Extract to read:
Question

A(−4, −2), B(−3, −5) C(3, −2) and D(2, k) are the vertices of a quadrilateral ABCD. Find the value of k, if the area of the quadrilateral is 28 sq units.

Answer 1

Let A(−4, −2), B(−3, −5), C(3, −2) and D(2, k) be the vertices of quadrilateral ABCD.
Join AC. Then, area of quadrilateral ABCD = Area of triangle ABC + Area of triangle ACD.

$$\begin{gathered} \mathrm{Area}\mathrm{of}\mathrm{the}\mathrm{triangle}ABC \\ =\frac{1}{2}\left\{x_1\left(y_2-y_3\right)+x_2\left(y_3-y_1\right)+x_3\left(y_1-y_2\right)\right\} \\ =\frac{1}{2}\left\{\left(-4\right)\left(-5-\left(-2\right)\right)+\left(-3\right)\left(\left(-2\right)-\left(-2\right)\right)+3\left(-2-\left(-5\right)\right)\right\} \\ =\frac{1}{2}\left\{-4\left(-3\right)-3\left(0\right)+3\left(3\right)\right\} \\ =\frac{1}{2}\left\{12+9\right\} \\ =\frac{1}{2}\left(21\right) \\ \mathrm{Area}\mathrm{of}\mathrm{the}\mathrm{triangle}ABC=10.5\mathrm{sq}.\mathrm{units}. \end{gathered}$$
$$\begin{gathered} \mathrm{Therefore},\mathrm{area}\mathrm{of}\mathrm{triangle}ACD=\mathrm{Area}\mathrm{of}\mathrm{the}\mathrm{quadrilateral}ABCD-\mathrm{Area}\mathrm{of}\mathrm{the}\mathrm{triangle}ABC \\ \mathrm{Area}\mathrm{of}\mathrm{triangle}ACD=28\mathrm{sq}\mathrm{units}-10.5\mathrm{sq}\mathrm{units}=17.5\mathrm{sq}.\mathrm{units}. \end{gathered}$$
To find the value of k, let us consider the area of triangle ACD.

Excerpts of pointing data
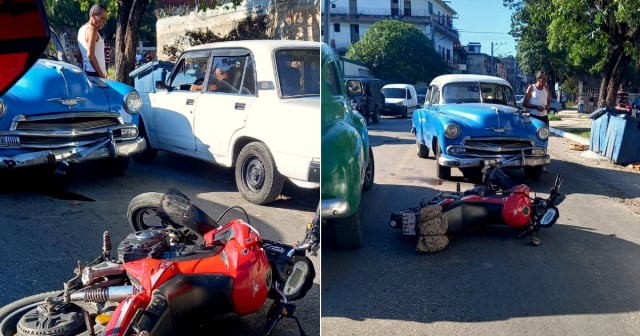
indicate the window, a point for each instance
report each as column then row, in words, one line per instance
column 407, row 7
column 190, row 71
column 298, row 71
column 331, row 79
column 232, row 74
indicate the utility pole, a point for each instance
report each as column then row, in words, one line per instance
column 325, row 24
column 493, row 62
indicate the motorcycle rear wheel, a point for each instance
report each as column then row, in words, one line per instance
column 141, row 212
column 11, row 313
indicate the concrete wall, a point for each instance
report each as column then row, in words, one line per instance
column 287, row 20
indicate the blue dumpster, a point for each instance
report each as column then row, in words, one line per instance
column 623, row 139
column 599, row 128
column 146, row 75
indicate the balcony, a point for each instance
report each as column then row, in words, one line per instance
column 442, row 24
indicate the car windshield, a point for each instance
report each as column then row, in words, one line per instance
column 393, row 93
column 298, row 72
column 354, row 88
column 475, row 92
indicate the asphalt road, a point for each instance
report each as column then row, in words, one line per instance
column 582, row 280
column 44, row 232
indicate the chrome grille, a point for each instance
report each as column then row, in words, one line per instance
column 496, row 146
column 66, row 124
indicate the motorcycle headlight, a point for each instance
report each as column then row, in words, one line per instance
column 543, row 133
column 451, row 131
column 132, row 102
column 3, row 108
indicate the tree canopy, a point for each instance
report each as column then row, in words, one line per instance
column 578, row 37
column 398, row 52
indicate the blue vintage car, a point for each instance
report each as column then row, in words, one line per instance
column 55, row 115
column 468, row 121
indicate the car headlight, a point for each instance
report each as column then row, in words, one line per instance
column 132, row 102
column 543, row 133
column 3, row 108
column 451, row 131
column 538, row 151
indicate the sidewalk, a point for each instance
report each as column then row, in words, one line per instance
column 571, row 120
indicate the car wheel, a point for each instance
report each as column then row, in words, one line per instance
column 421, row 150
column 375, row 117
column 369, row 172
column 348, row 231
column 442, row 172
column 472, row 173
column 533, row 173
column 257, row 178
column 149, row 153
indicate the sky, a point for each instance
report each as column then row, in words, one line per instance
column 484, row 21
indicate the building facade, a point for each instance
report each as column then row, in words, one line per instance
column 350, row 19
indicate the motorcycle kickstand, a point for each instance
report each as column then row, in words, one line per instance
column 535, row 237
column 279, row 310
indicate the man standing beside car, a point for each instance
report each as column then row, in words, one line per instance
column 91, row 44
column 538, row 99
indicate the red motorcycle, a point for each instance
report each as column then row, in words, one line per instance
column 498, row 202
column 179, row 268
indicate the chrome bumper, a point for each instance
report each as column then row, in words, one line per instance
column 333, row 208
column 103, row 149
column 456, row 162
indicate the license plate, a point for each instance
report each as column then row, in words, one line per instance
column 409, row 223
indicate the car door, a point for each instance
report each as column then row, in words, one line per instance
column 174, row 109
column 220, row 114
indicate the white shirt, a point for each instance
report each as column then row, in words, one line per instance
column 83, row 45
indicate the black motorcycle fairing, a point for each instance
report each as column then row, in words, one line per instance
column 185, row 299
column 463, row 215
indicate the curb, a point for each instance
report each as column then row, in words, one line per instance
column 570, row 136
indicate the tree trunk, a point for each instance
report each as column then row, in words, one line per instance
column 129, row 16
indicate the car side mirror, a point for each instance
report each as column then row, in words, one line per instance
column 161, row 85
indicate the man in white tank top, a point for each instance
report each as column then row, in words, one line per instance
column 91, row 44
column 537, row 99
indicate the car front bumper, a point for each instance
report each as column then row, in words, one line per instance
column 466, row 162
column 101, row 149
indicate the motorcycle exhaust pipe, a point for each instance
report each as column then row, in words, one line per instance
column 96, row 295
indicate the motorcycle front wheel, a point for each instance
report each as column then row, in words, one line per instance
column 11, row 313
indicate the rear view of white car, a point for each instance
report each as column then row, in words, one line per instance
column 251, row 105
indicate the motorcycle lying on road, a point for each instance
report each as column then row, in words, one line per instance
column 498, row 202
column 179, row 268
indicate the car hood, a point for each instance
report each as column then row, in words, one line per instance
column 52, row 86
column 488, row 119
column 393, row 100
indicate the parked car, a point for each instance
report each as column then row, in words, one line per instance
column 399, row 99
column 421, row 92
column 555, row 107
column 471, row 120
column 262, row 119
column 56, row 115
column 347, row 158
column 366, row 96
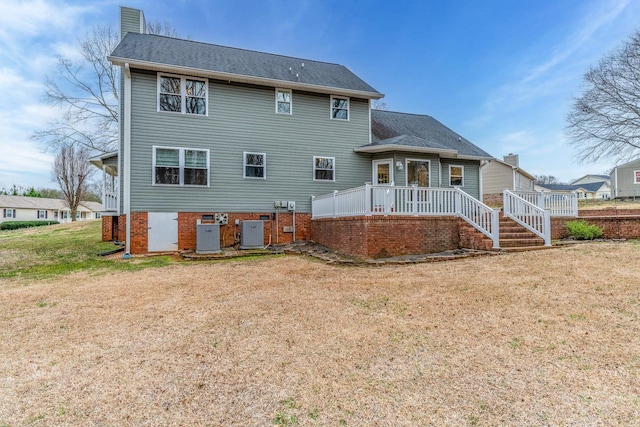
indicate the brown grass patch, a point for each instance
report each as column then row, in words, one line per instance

Exercises:
1 – According to the quadrilateral area solution, what is the area of triangle ACD?
2 – Pick up the quadrilateral area solution right after its last sentence.

Answers to the tasks:
1 – 17.5 square units

2 –
$$\begin{gathered} \mathrm{Area}\mathrm{of}\mathrm{the}\mathrm{triangle}ACD=\frac{1}{2}\left\{x_1\left(y_2-y_3\right)+x_2\left(y_3-y_1\right)+x_3\left(y_1-y_2\right)\right\} \\ 17.5=\frac{1}{2}\left\{\left(-4\right)\left(-2-k\right)+3\left(k-\left(-2\right)\right)+2\left(-2-\left(-2\right)\right)\right\} \\ 17.5=\frac{1}{2}\left\{-4\left(-2-k\right)+3\left(k+2\right)+2\left(0\right)\right\} \\ 17.5=\frac{1}{2}\left\{8+4k+3k+6\right\} \\ 17.5=\frac{1}{2}\left(7k+14\right) \\ 35=7k+14 \\ 7k=35-14 \\ k=\frac{21}{7}=3 \end{gathered}$$
Therefore, the value of k = 3.